(Saved entries)
[Start of section]
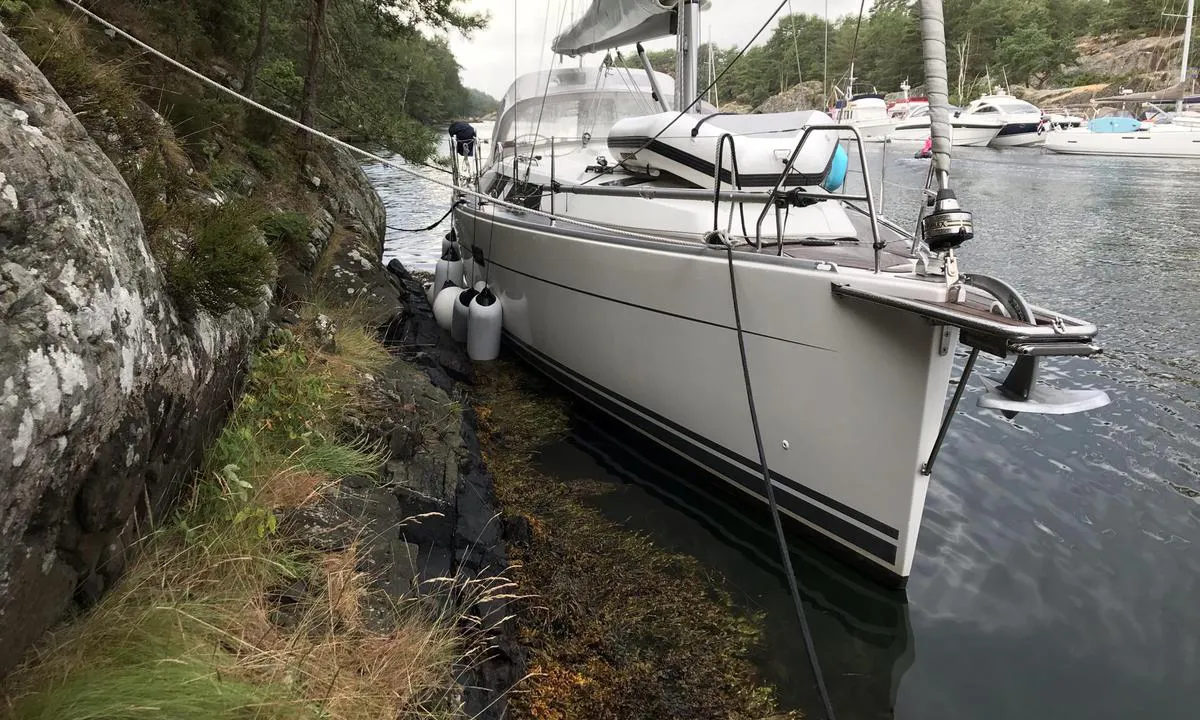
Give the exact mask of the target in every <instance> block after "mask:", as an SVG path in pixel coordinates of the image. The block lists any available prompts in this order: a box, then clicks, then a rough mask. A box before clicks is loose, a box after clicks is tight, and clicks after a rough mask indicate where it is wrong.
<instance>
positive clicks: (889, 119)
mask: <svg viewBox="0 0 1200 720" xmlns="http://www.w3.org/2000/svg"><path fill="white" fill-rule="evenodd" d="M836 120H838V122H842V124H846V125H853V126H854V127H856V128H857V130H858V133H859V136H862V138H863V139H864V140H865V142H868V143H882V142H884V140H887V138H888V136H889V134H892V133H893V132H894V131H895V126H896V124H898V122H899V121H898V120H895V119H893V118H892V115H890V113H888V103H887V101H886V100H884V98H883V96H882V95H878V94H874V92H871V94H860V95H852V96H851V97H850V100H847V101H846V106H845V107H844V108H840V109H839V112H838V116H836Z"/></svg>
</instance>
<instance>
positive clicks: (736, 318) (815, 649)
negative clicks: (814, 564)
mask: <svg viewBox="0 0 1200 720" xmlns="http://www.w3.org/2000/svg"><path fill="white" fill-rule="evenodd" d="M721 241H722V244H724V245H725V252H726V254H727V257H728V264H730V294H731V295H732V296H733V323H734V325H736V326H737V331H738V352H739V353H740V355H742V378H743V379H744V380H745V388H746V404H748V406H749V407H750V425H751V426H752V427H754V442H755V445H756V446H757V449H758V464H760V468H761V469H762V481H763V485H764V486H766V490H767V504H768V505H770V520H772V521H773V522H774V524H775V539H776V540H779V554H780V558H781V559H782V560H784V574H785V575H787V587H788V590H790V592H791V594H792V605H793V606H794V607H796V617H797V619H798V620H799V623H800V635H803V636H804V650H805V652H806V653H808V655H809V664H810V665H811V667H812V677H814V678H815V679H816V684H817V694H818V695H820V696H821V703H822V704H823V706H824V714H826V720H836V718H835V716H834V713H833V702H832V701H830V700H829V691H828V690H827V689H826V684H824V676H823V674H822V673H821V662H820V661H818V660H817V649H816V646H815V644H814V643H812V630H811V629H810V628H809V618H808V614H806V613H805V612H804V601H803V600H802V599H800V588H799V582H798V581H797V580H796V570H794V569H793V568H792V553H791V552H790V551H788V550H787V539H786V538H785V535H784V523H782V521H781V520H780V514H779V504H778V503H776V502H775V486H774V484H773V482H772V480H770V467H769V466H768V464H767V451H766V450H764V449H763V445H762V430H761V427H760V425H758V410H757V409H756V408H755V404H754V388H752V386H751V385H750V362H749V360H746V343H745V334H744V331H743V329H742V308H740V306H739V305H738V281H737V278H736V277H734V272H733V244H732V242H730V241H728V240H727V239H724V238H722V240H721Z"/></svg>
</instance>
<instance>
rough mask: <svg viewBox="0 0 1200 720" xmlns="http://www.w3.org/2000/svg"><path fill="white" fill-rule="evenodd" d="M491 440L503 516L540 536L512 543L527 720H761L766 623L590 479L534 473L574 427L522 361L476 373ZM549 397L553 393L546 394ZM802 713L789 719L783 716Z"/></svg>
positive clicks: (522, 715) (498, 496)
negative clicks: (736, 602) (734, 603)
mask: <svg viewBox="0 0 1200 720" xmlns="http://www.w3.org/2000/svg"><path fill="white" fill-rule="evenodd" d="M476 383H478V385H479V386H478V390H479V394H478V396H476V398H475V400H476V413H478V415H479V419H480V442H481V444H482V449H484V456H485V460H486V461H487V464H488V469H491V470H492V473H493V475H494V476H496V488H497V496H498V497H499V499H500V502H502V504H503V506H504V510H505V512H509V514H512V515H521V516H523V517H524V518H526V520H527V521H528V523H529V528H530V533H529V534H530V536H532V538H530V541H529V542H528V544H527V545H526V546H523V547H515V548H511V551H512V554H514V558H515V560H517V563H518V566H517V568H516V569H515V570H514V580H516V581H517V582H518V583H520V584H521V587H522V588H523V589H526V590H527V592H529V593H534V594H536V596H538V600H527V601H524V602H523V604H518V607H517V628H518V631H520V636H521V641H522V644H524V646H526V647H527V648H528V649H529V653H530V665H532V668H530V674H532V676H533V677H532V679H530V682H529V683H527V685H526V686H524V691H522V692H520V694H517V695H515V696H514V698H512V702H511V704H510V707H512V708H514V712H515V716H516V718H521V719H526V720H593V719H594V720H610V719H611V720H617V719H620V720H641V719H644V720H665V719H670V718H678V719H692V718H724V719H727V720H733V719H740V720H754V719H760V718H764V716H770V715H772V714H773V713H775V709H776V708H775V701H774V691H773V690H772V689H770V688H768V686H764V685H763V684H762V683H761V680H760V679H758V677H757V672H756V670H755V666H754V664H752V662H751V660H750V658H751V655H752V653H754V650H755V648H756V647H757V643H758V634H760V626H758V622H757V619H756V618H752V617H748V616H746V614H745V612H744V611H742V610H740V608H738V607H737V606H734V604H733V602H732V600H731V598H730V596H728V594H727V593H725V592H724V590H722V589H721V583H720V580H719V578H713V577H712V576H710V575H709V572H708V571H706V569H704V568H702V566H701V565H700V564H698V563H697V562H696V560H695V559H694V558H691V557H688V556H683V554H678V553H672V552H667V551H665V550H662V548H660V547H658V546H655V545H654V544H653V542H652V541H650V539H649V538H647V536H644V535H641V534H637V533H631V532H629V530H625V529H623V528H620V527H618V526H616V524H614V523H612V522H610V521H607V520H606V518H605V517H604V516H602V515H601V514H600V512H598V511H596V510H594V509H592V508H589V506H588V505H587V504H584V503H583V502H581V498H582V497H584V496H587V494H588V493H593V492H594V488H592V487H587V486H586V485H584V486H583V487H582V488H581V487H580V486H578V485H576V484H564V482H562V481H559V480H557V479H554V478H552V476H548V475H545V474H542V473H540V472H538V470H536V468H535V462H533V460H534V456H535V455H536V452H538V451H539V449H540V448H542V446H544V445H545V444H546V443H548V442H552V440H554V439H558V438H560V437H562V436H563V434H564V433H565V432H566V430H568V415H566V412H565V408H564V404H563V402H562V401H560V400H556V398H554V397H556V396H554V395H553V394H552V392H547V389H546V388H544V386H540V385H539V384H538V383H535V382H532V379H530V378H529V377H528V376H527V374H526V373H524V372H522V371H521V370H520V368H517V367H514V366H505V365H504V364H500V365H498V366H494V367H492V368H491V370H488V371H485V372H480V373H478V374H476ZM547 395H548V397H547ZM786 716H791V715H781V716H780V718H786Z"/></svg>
[End of section]
[Start of section]
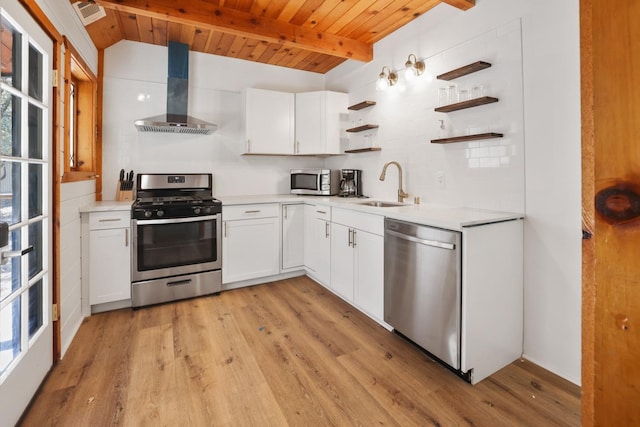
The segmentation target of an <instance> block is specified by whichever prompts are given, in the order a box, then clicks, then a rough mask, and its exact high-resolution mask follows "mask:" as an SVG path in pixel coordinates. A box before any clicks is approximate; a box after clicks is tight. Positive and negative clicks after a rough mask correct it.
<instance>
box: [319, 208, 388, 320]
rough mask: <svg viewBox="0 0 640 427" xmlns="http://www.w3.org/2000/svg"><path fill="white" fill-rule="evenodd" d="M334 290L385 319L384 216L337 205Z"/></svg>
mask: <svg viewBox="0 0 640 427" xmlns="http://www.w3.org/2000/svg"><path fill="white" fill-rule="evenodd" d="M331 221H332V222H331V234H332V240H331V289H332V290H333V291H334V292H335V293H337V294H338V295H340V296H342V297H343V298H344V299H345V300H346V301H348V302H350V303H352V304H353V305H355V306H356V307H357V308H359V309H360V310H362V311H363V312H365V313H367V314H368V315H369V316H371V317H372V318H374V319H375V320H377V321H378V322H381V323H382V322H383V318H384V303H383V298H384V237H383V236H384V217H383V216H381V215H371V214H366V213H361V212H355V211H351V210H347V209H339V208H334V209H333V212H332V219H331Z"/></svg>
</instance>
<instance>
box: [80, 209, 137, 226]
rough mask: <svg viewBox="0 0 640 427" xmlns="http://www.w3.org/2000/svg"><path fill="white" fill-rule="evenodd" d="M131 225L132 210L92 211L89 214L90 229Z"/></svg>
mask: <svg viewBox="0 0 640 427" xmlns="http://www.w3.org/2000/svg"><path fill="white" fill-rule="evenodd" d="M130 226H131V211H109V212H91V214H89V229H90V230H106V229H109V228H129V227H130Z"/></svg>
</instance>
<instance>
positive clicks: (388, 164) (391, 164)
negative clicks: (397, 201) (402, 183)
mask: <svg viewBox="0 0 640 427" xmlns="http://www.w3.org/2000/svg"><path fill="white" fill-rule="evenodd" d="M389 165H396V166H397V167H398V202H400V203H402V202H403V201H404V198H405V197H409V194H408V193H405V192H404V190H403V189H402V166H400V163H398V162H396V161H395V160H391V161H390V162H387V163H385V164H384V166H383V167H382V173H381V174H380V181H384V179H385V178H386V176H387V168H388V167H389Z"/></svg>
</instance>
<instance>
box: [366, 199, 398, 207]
[End of section]
Count the lines above that contain the word "negative". Give only the number.

* _The completed task_: 4